Object pointing dataset rows
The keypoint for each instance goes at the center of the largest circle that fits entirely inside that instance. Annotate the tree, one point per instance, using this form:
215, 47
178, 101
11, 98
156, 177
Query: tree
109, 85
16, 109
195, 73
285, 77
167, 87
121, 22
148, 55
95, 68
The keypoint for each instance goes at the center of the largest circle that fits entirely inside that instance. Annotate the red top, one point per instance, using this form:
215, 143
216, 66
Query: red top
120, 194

Exercise: Output only the lines running from the line with "Annotate the red" through the final line of the data, inclusive.

Task solution:
The keypoint for each instance goes at the center of the largest circle that fits entirely inside that instance. Annotate the red top, one point per instance, using this form:
215, 143
216, 66
Query: red top
120, 194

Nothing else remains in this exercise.